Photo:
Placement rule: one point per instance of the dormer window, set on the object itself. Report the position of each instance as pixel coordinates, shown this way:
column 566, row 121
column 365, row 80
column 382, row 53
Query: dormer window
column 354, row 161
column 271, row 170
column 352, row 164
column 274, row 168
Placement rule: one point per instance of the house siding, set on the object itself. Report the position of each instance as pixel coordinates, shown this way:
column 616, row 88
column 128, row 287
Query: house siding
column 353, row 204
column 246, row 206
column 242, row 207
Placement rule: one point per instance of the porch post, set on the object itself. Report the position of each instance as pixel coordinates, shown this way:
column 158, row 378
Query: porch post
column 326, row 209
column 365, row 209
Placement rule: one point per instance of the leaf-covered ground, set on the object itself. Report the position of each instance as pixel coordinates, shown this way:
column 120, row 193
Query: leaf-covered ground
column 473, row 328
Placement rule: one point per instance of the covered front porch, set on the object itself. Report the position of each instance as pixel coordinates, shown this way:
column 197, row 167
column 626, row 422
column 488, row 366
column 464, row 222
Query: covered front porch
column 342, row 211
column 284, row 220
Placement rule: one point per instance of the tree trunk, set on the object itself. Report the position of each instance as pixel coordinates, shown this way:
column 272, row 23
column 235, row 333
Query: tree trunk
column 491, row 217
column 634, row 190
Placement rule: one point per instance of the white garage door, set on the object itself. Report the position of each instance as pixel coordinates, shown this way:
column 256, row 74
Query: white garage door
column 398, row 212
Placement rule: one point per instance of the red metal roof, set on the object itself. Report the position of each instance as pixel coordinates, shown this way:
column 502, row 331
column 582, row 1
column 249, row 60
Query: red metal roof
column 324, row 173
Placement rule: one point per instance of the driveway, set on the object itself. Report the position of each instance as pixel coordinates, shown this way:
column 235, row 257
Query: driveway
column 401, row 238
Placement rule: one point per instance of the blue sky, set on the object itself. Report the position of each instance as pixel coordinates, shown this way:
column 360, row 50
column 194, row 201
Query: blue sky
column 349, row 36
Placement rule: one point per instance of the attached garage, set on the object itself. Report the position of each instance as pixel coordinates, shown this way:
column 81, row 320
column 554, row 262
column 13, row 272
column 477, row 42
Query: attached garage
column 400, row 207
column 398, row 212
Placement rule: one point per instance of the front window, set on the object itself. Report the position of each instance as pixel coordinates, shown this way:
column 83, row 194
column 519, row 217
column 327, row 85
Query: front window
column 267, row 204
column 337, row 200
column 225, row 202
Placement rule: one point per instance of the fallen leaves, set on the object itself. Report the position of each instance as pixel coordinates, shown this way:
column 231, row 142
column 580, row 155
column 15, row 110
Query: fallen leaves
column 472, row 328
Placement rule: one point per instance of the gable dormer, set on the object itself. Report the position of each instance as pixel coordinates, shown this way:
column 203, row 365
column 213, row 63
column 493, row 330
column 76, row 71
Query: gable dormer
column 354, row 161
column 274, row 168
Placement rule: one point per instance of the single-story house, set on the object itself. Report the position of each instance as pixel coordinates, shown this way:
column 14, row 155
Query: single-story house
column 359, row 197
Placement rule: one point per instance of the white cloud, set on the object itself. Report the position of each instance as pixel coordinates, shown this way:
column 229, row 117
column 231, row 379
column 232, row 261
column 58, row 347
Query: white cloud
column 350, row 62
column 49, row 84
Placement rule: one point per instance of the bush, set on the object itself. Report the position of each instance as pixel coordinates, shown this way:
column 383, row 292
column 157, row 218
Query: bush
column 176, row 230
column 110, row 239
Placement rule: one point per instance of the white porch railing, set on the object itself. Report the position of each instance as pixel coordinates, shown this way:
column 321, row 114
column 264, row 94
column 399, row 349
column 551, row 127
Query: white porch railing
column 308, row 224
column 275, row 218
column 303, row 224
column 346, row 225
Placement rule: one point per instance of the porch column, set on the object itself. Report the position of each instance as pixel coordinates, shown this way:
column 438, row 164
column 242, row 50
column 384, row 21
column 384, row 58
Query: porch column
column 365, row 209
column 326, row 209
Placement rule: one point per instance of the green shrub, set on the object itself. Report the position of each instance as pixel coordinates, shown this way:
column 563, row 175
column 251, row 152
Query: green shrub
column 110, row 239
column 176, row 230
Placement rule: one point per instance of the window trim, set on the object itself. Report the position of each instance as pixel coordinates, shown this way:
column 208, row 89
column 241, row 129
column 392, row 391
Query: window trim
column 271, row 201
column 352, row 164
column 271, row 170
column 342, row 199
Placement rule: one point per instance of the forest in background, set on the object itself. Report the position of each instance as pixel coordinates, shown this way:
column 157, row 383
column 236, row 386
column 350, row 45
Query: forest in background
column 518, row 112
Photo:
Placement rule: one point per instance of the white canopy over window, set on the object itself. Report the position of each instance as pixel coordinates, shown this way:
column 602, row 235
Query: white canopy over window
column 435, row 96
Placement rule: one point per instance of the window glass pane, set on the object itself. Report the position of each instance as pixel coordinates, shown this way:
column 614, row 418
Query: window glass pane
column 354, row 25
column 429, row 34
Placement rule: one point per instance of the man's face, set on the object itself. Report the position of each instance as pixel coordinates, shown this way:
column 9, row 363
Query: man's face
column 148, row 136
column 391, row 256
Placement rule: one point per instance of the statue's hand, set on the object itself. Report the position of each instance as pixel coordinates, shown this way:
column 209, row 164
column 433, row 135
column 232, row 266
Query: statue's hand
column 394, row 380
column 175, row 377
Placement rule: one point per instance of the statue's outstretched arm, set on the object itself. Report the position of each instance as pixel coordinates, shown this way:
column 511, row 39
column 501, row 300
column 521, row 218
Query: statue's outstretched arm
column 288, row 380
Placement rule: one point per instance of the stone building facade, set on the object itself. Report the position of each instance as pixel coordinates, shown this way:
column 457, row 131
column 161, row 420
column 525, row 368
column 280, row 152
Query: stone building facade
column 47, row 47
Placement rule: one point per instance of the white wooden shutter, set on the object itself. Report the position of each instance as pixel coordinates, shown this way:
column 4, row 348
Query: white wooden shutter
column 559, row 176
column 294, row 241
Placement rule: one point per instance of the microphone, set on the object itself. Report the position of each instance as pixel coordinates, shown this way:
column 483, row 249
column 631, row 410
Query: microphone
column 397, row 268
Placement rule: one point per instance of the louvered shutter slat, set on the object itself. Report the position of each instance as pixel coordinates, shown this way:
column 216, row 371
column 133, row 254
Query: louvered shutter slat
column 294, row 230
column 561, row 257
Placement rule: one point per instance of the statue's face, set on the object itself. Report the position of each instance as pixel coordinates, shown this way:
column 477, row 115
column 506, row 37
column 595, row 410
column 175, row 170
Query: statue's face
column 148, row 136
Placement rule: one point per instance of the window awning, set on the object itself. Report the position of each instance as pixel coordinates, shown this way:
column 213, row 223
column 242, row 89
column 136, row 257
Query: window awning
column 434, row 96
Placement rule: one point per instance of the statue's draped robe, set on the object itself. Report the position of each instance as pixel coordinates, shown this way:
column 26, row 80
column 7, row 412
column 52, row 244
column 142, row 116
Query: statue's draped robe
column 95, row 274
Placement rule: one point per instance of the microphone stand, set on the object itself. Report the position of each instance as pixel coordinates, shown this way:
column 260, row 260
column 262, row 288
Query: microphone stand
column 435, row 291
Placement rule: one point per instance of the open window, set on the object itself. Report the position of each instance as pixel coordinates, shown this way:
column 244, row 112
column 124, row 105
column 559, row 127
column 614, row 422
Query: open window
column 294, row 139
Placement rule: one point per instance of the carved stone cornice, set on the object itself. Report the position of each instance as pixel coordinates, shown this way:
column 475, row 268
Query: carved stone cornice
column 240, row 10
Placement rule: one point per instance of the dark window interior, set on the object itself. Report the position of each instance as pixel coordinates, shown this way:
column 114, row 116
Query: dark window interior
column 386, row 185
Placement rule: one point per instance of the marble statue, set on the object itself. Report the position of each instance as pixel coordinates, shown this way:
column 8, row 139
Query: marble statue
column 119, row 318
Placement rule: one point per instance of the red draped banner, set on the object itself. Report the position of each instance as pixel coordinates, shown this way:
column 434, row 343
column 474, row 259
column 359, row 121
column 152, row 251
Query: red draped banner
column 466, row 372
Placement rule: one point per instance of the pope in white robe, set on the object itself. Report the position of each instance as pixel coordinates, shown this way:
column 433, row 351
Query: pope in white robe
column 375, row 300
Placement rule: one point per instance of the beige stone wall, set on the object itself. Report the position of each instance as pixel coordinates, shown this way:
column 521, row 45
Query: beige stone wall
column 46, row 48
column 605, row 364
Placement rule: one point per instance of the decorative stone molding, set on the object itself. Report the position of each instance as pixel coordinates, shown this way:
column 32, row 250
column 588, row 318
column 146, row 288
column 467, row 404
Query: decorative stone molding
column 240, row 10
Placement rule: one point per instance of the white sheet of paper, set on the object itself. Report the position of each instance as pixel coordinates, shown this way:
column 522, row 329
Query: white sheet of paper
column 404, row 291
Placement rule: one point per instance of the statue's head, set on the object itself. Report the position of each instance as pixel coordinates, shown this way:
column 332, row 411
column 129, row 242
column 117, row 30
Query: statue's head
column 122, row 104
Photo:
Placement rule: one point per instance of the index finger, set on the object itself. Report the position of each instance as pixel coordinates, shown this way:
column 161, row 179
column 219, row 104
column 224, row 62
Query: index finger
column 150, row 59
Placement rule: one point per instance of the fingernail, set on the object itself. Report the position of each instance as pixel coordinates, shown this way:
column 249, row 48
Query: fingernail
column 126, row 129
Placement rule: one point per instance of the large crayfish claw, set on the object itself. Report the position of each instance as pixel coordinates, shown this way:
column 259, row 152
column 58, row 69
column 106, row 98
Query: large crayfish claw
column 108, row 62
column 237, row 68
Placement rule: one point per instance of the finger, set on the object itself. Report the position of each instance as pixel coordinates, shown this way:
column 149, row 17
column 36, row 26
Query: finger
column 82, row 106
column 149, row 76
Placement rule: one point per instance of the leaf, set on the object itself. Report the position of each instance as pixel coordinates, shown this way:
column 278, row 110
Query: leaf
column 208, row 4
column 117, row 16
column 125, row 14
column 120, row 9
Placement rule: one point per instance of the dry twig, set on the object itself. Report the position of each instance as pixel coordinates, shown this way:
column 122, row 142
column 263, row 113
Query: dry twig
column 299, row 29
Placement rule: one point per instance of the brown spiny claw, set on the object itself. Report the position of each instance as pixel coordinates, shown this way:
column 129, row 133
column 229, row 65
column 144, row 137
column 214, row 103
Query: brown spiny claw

- **Exercise directions**:
Return every line of the data above in which "spiny" appears.

- **Solution below**:
Placement rule: one point per instance of the brown spiny claw, set on the object itself. Report the position of each instance as pixel coordinates, shown this way:
Query: brown spiny claw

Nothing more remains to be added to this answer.